Widespread use of mp3 players and cell-phones and availability of music on these devices according to user demands, increased the need for more accurate Music Information Retrieval (MIR) Systems. Music recommendation is one of the subtasks of MIR Systems and it involves finding music that suits a personal taste (Typke et.al., 2005). The content search in MIR systems could also be used to identify the music played, for example query-by-humming (Ghias et.al., 1995), to identify suspicious sounds recorded by surveillance equipment, to make content-based video retrieval more accurate by means of incorporating music content, to help theaters and film makers find appropriate sound effects (Typke et.al. 2005), to produce audio notification to individuals or groups (Jung & Heckmann 2006).

Music recommendation tasks could be in the form of recommending a single album/song (Logan 2004) or a series of them as in playlist generation (Aucouturier & Pachet, 2002; Alghoniemy & Tewfik, 2000). In addition to containing interesting songs for the user or the user group, a playlist have to obey certain conditions, such as containing all different songs, having a certain duration, having continuity and progression from one song to the next (Aucouturier & Pachet, 2002). Therefore, playlist generation is a harder task than single music item recommendation.

The songs to recommend could contain the audio or MIDI content, as well as, genre, artist, lyrics and other information. The audience of a music recommendation system could be a single person or a group of people (Baccigalupo & Plaza, 2007; McCarthy et.al. 2006). The audience or the songs could be dynamic or mostly static. Depending on these task and user requirements, different algorithms have to be employed for music recommendation. Yahoo Launch!, Last.FM, Pandora (music genome project), CDNow, Audioscrobbler, iRate, MusicStrands, inDiscover (Celma et.al., 2005) are some of the music recommendation projects.
------------------------------------------------
## [Aim of the task]
Copy out the passage on music recommendation above in full, word for word. The data is separate from the passage on music recommendation.

## [Data under study]
------------------------------------------------
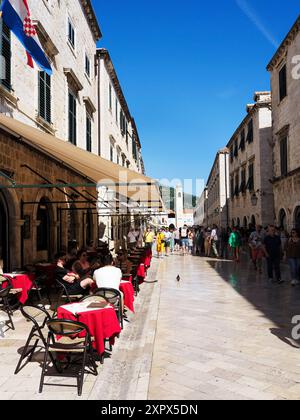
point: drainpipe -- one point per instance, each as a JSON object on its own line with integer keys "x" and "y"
{"x": 98, "y": 61}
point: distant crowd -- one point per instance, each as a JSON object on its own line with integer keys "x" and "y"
{"x": 270, "y": 243}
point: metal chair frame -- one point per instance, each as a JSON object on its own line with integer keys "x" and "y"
{"x": 110, "y": 295}
{"x": 53, "y": 346}
{"x": 36, "y": 332}
{"x": 4, "y": 295}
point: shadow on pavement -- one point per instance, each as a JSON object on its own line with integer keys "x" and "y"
{"x": 278, "y": 303}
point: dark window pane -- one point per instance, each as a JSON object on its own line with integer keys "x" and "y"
{"x": 284, "y": 157}
{"x": 282, "y": 83}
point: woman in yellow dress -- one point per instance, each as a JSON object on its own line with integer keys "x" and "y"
{"x": 160, "y": 243}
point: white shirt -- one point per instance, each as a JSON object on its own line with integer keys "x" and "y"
{"x": 132, "y": 237}
{"x": 108, "y": 278}
{"x": 214, "y": 235}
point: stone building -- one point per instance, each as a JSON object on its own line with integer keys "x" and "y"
{"x": 118, "y": 133}
{"x": 285, "y": 81}
{"x": 64, "y": 104}
{"x": 251, "y": 166}
{"x": 201, "y": 209}
{"x": 217, "y": 206}
{"x": 51, "y": 144}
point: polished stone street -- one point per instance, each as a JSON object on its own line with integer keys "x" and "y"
{"x": 222, "y": 332}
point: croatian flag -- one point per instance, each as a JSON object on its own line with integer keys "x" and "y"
{"x": 16, "y": 15}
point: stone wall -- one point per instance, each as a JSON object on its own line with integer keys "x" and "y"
{"x": 13, "y": 155}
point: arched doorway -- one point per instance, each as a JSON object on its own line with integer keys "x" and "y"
{"x": 43, "y": 240}
{"x": 89, "y": 226}
{"x": 72, "y": 234}
{"x": 297, "y": 218}
{"x": 4, "y": 239}
{"x": 282, "y": 220}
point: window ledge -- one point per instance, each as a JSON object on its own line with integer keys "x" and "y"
{"x": 45, "y": 125}
{"x": 10, "y": 97}
{"x": 72, "y": 49}
{"x": 88, "y": 78}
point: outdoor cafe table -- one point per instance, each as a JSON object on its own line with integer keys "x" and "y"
{"x": 103, "y": 324}
{"x": 127, "y": 289}
{"x": 21, "y": 281}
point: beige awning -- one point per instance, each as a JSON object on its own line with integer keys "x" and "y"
{"x": 101, "y": 172}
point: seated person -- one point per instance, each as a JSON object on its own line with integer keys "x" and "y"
{"x": 124, "y": 263}
{"x": 82, "y": 266}
{"x": 108, "y": 277}
{"x": 91, "y": 247}
{"x": 71, "y": 281}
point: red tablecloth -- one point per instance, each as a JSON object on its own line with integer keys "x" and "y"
{"x": 103, "y": 324}
{"x": 128, "y": 292}
{"x": 141, "y": 272}
{"x": 24, "y": 282}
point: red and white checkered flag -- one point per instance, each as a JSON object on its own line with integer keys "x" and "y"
{"x": 29, "y": 27}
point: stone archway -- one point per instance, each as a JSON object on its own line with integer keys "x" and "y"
{"x": 10, "y": 231}
{"x": 282, "y": 219}
{"x": 297, "y": 218}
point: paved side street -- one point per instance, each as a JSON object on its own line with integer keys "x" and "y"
{"x": 221, "y": 333}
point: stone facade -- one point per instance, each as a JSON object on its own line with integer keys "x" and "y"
{"x": 119, "y": 139}
{"x": 286, "y": 128}
{"x": 76, "y": 66}
{"x": 251, "y": 166}
{"x": 200, "y": 211}
{"x": 23, "y": 210}
{"x": 218, "y": 192}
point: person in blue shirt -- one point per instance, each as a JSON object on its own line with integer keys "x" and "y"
{"x": 273, "y": 252}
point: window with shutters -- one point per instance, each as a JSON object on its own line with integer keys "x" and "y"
{"x": 88, "y": 133}
{"x": 231, "y": 154}
{"x": 236, "y": 149}
{"x": 111, "y": 153}
{"x": 250, "y": 136}
{"x": 282, "y": 83}
{"x": 110, "y": 97}
{"x": 232, "y": 187}
{"x": 250, "y": 183}
{"x": 72, "y": 118}
{"x": 87, "y": 66}
{"x": 5, "y": 62}
{"x": 45, "y": 96}
{"x": 134, "y": 148}
{"x": 243, "y": 140}
{"x": 71, "y": 33}
{"x": 243, "y": 181}
{"x": 284, "y": 156}
{"x": 237, "y": 185}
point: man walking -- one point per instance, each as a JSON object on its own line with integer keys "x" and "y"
{"x": 272, "y": 249}
{"x": 214, "y": 239}
{"x": 256, "y": 241}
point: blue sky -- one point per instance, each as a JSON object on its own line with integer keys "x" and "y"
{"x": 188, "y": 69}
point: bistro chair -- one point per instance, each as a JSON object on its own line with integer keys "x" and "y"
{"x": 64, "y": 294}
{"x": 69, "y": 338}
{"x": 115, "y": 298}
{"x": 6, "y": 290}
{"x": 38, "y": 286}
{"x": 38, "y": 317}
------------------------------------------------
## [Solution to the problem]
Widespread use of mp3 players and cell-phones and availability of music on these devices according to user demands, increased the need for more accurate Music Information Retrieval (MIR) Systems. Music recommendation is one of the subtasks of MIR Systems and it involves finding music that suits a personal taste (Typke et.al., 2005). The content search in MIR systems could also be used to identify the music played, for example query-by-humming (Ghias et.al., 1995), to identify suspicious sounds recorded by surveillance equipment, to make content-based video retrieval more accurate by means of incorporating music content, to help theaters and film makers find appropriate sound effects (Typke et.al. 2005), to produce audio notification to individuals or groups (Jung & Heckmann 2006).

Music recommendation tasks could be in the form of recommending a single album/song (Logan 2004) or a series of them as in playlist generation (Aucouturier & Pachet, 2002; Alghoniemy & Tewfik, 2000). In addition to containing interesting songs for the user or the user group, a playlist have to obey certain conditions, such as containing all different songs, having a certain duration, having continuity and progression from one song to the next (Aucouturier & Pachet, 2002). Therefore, playlist generation is a harder task than single music item recommendation.

The songs to recommend could contain the audio or MIDI content, as well as, genre, artist, lyrics and other information. The audience of a music recommendation system could be a single person or a group of people (Baccigalupo & Plaza, 2007; McCarthy et.al. 2006). The audience or the songs could be dynamic or mostly static. Depending on these task and user requirements, different algorithms have to be employed for music recommendation. Yahoo Launch!, Last.FM, Pandora (music genome project), CDNow, Audioscrobbler, iRate, MusicStrands, inDiscover (Celma et.al., 2005) are some of the music recommendation projects.